* Activity
Could you carry on the passage about estimating surgical operating times, starting right after its last sentence?

* Provided text
There are several possible explanations for the inaccuracy of estimates generated from the scheduling system's historical database. The in-house coding scheme for classifying the operations lacks the specificity of CPT coding, and, therefore, lumps together procedures of differing complexity and time requirements. However, using the more specific CPT coding scheme would have required a larger data base and a longer data collection period to initialize the prediction algorithm. In addition, among identical operations, potentially confounding variables that are unknown to the scheduling system, such as obesity, adhesions from prior surgery, difficult anatomy, etc., may have a major impact on the operating time for particular patients. Because such variables tend to be specialty specific, it is difficult to conceive of a data collection form that would be sufficiently comprehensive to allow the scheduling system to account for such variables without being unduly cumbersome to complete and process. We hypothesized that surgeons would be able to take individual patient and specialty specific factors into account to provide more accurate estimates.

We chose a different definition of operating time (from incision to dressing application) in the study than the Association of Anesthesia Clinical Directors' (patient entering to leaving the operating room). This decision was made because that definition had been used in the collection of the retrospective data, and because our intent was to address how well surgeons could predict the duration of surgery alone (i.e., the part of the schedule they control). Therefore, we assumed that the majority of the variability in the schedule was accounted for by discrepancies in the length of actual versus scheduled operating time. This assumption is supported by Dexter et al., [19]who noted that even if the anesthesia-controlled portion of the time (room entry to positioning time plus wound dressing to room exit time) could be decreased to zero, insufficient extra time would be made available, on average, to allow one additional 30-min operation to be performed.

Despite their sophistication and extensive information base, the surgeons in phase 1 were only slightly better at estimating than the scheduling system, and they tended to underestimate their operating time. Possible reasons for the poor surgeon predictions were: 1) inattention to the prediction process because of knowledge that their input was not being used, 2) lack of historical information for them to base their estimates on, and 3) a tendency to give the same time estimate for every operation of a given type, much like the scheduling system did. The phase 2 estimates by the surgeons were less accurate than the phase 1 estimates, despite their being asked to be conscientious about the process of estimating.

* Provided material
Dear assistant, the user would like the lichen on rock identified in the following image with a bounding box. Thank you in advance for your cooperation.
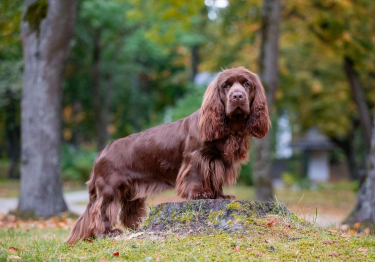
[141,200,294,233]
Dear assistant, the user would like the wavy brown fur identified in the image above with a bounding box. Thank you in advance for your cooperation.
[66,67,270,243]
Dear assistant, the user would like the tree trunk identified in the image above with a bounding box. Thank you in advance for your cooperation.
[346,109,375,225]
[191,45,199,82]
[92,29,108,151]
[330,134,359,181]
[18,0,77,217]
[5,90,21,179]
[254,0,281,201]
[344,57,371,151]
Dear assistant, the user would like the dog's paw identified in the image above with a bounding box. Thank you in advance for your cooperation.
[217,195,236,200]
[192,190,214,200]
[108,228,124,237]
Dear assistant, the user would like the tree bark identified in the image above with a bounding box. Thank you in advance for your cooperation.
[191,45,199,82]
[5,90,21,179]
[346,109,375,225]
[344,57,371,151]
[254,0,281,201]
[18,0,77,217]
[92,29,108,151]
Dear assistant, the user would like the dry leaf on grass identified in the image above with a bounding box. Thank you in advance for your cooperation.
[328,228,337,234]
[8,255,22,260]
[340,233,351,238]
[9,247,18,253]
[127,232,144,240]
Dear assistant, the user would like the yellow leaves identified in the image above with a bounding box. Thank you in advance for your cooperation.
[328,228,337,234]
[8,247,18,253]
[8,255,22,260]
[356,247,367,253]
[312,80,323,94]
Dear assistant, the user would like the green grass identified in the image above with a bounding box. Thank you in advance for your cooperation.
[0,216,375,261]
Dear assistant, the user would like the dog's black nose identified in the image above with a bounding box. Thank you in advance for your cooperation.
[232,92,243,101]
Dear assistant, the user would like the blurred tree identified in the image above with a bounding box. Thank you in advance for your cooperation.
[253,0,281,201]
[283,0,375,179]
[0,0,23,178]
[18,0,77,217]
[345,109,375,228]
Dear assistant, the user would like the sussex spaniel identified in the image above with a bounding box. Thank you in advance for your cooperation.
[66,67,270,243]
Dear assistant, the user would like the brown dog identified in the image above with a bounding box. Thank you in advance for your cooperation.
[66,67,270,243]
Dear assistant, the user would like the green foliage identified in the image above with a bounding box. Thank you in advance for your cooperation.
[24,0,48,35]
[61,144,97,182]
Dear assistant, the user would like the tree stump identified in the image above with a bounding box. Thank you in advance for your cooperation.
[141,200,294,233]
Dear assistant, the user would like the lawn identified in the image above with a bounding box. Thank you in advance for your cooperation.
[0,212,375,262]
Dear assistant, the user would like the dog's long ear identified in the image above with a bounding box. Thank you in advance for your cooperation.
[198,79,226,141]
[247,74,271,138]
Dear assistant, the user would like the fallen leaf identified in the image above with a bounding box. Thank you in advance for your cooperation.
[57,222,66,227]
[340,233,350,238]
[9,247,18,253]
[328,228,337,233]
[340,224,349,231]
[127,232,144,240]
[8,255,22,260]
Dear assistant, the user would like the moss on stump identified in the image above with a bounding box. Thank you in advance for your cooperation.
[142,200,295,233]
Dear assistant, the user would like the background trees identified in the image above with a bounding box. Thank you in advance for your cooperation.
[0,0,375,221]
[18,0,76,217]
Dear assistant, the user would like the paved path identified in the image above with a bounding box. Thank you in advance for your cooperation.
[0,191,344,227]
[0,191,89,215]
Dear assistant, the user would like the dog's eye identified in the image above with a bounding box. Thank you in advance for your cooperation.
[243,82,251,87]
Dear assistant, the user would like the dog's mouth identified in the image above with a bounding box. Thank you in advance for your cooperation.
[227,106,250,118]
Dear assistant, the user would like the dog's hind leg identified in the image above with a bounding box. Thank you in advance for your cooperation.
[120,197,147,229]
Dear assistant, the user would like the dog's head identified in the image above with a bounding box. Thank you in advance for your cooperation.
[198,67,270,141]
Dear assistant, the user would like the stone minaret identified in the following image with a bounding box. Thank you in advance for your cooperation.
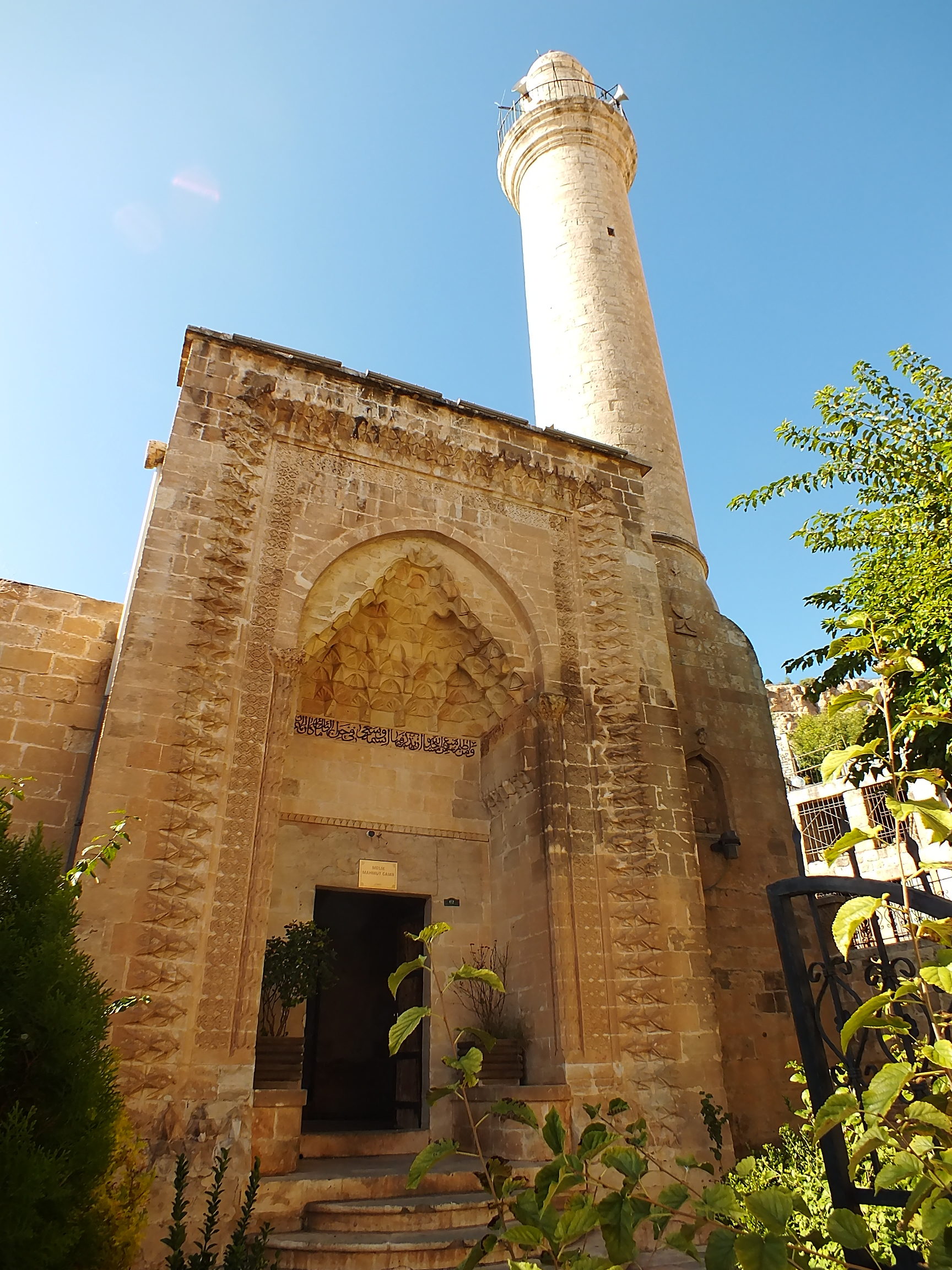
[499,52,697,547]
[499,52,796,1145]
---
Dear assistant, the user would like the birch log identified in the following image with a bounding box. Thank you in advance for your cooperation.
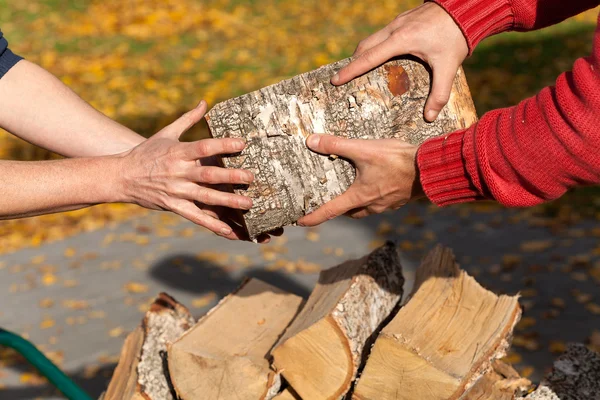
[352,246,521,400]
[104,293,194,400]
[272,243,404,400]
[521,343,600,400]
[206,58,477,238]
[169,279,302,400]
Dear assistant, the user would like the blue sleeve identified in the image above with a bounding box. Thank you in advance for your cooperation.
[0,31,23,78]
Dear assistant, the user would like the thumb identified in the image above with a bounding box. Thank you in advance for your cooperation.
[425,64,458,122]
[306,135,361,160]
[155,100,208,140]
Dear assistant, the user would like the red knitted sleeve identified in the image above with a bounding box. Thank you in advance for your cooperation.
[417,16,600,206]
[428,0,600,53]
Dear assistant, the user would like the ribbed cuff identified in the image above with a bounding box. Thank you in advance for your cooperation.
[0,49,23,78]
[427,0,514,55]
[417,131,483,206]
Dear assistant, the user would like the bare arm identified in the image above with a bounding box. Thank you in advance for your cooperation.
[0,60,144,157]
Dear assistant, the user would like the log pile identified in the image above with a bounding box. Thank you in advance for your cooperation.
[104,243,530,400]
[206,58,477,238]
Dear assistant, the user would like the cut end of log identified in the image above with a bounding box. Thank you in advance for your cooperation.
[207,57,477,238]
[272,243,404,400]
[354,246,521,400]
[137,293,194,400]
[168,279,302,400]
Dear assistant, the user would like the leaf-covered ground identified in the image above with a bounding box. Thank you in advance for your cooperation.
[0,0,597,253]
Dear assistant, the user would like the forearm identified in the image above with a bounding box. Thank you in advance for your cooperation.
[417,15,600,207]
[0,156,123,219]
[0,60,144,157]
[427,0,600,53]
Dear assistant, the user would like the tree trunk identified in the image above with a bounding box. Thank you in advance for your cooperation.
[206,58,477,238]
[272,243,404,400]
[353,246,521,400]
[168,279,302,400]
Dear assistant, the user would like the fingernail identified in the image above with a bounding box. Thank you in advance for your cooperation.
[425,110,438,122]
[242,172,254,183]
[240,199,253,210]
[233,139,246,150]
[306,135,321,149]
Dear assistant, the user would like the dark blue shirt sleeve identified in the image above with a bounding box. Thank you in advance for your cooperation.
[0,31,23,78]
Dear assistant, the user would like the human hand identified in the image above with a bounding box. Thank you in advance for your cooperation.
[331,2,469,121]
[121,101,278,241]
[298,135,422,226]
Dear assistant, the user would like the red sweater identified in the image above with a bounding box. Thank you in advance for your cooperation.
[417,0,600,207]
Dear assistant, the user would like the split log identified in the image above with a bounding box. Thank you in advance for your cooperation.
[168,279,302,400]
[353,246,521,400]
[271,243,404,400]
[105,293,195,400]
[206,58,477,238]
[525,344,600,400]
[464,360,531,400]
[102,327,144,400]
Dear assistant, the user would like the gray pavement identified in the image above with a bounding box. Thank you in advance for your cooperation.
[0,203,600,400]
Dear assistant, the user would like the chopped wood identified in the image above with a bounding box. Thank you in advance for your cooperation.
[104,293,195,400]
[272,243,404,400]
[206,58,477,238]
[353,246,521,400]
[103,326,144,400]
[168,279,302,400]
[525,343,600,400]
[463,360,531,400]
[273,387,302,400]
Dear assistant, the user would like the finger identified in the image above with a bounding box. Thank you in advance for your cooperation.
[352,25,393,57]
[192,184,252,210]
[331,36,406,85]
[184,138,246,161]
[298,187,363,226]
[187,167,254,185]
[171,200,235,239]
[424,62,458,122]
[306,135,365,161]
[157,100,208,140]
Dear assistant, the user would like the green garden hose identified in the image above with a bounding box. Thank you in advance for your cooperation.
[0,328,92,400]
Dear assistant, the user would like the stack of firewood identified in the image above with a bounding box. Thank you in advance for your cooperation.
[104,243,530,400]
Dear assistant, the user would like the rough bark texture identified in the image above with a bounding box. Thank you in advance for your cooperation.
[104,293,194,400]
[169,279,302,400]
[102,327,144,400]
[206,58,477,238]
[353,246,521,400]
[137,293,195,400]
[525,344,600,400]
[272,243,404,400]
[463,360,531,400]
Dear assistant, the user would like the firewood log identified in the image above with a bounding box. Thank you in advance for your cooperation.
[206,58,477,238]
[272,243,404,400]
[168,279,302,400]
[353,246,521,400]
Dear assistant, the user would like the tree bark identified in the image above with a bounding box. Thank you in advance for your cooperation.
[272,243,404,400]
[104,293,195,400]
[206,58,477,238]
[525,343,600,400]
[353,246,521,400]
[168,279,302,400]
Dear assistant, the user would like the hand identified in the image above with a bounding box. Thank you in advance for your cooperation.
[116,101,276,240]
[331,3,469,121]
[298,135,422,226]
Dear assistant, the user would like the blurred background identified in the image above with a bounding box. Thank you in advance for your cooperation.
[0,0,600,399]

* Result of this exercise
Operations by some surgical specialties may be inherently easy or inherently difficult to predict. Gordon et al. [1]noted, for example, that at The Johns Hopkins Medical Institutions, laparoscopies (the second-most-frequent procedure) varied by 42% from the estimated time, whereas hysterectomies, inguinal hernia repairs, and prostatectomies varied by only 0-4%. Our data support the contention that some types of surgery are inherently difficult to predict: three of the six best surgeon predictors also were those for whom the scheduling system estimates were most accurate and three of the worst were among the four surgeons who had the worst scheduling system-generated predictions. The good predictors were from specialties that operate on the body surface or extremities, where diagnosis is usually straightforward and the operations are standardized. By contrast, the poor predictors were from specialties that, in this institution, have a high proportion of intracavitary, oncologic procedures, in which the surgical procedures are far from standardized and may have to be modified during the course of the operation.

Personal interviews with the surgeons identified as being good predictors did not help elucidate the reasons for their success, although a common theme was that they took the process of prediction seriously and made efforts to be accurate even though that accuracy was not rewarded by, for example, greater availability of operating time. Indeed, in some hospitals, accurate prediction might penalize a surgeon trying to "fit" an extra case into his or her elective scheduling block. The fact that, even retrospectively, the reduction in the error is quite small, suggests that some modeling is required to reduce the prediction errors by an amount that would be practically important.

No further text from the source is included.